GIVEN EXERCISE A: According to the lithium and feldspar market text, what price did Avalon assume for lithium hydroxide in its PEA?

Based on these market observations, Avalon selected lithium hydroxide as its target lithium product and conducted process testwork to create a flowsheet to produce it cost-effectively from its lithium mineral (petalite) concentrate which contains few impurities requiring removal from the final product. Lithium hydroxide can also be produced directly from the mineral concentrate without first making an intermediate product such as lithium carbonate. New hydrometallurgical technologies offer an environmentally efficient and relatively low-cost extractive alternative to make lithium hydroxide from the mineral concentrate and achieve the high-purity requirements now demanded by battery makers.

It is clear that new lithium supply sources will be needed to meet the growing demand for batteries for electric vehicles. The Separation Rapids lithium project will be well situated to serve new battery production facilities contemplated in North America. Just one well-known example, the lithium battery Gigafactory of Tesla Motors Inc. in Nevada is expected to consume up to 25,000 tonnes per year of lithium hydroxide after it has reached full production.

Prices for both lithium hydroxide and lithium carbonate have increased significantly in recent years, with the growing demand from the battery sector exceeding supply growth. This is creating upward pressure on prices, a trend that analysts are predicting will likely continue until the market comes back into balance. Lithium hydroxide typically sells at a premium of $2 (U.S.) to $3 (U.S.)/kilogram to lithium carbonate, reflecting higher average production costs.

Avalon has reviewed all publicly available lithium price forecasts. While they all forecast increasing prices, there is considerable variability in absolute price levels predicted for battery-grade lithium chemicals in the future. Lithium hydroxide prices negotiated in 2019 to 2020 (when Avalon may be entering the market) are forecast to range from current price levels of around $11,000 (U.S.)/tonne to as high as $25,000 (U.S.)/tonne (Global Lithium LLC) with the average being around $16,000 (U.S.) to $17,000 (U.S.) /tonne (Benchmark and Global Lithium LLC).

For the purposes of this PEA, Avalon has used a price assumption of $11,000 (U.S.) per tonne FOB plant for lithium hydroxide. This is consistent with a recent price forecast for the period 2019 to 2020 prepared by Roskill Information Services.

Feldspar

Feldspar is an industrial mineral used commonly in the manufacture of glass and ceramics, also used as a filler and extender in the production of paints, plastics and rubber. The glass market for feldspar in the United States represents the largest market at around 68 per cent, while ceramics account for 23 per cent, and filler and other applications represent less than 10 per cent. Market access depends upon product quality and freight costs to individual markets.

Global Industry Analysts Inc. (GIAI) projects that between 2015 and 2022 feldspar demand in the United States will grow at a compound annual growth rate of 3.8 per cent to reach approximately 800,000 tonnes per year.

Testwork carried out by Dorfner Anzaplan GmbH, Germany, a specialist in industrial minerals process development, indicates that feldspar from the Separation Rapids deposit has a very low iron content and comparable quality with the feldspars marketed by other North American producers.

Through discussions with market participants and industry experts, and evaluation of data provided in purchased reports and publicly available information, Avalon estimates that 100,000 tonnes per year of feldspar can be sold into the glass, ceramics, frits/glazes and filler markets in the United States, and potentially other markets in Europe and Mexico. However, Avalon has sufficient feed material to produce much greater quantities of feldspar should there be sufficient market demand.

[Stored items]
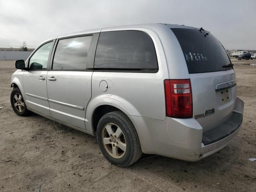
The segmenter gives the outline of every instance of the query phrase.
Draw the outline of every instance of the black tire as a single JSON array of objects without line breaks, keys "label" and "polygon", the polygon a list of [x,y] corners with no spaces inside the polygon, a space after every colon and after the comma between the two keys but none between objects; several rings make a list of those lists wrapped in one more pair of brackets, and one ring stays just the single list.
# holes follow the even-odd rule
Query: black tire
[{"label": "black tire", "polygon": [[[110,123],[115,124],[120,128],[125,137],[126,151],[123,156],[120,158],[114,158],[110,155],[102,141],[104,128]],[[97,139],[103,155],[111,163],[117,166],[122,167],[129,166],[136,162],[142,154],[139,138],[132,123],[127,116],[120,111],[109,112],[100,118],[97,126]],[[109,145],[112,147],[112,144]]]},{"label": "black tire", "polygon": [[[19,102],[21,104],[24,104],[24,106],[21,106],[21,107],[22,107],[22,111],[19,111],[18,109],[17,109],[17,108],[15,106],[14,103],[16,103],[15,102],[15,99],[14,98],[14,96],[15,95],[20,95],[21,96],[21,99],[20,101],[19,100]],[[11,104],[12,105],[12,109],[14,111],[14,112],[17,114],[19,116],[27,116],[30,113],[30,111],[28,110],[27,109],[27,107],[25,104],[25,102],[23,99],[23,97],[22,96],[22,94],[20,90],[20,89],[19,89],[18,87],[16,87],[14,88],[12,91],[12,93],[11,93],[11,96],[10,96],[10,100],[11,100]]]}]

GIVEN EXERCISE B: Find each line of the records that contains the string "outline", treating case as significant, and copy those lines.

CORRECT ANSWER A: $11,000 (U.S.) per tonne FOB plant.

CORRECT ANSWER B:
The segmenter gives the outline of every instance of the query phrase.
Draw the outline of every instance of the black tire as a single JSON array of objects without line breaks, keys "label" and "polygon", the polygon a list of [x,y] corners with no spaces inside the polygon, a space after every colon and after the comma between the two keys but none between objects; several rings make a list of those lists wrapped in one more pair of brackets, and one ring stays just the single list.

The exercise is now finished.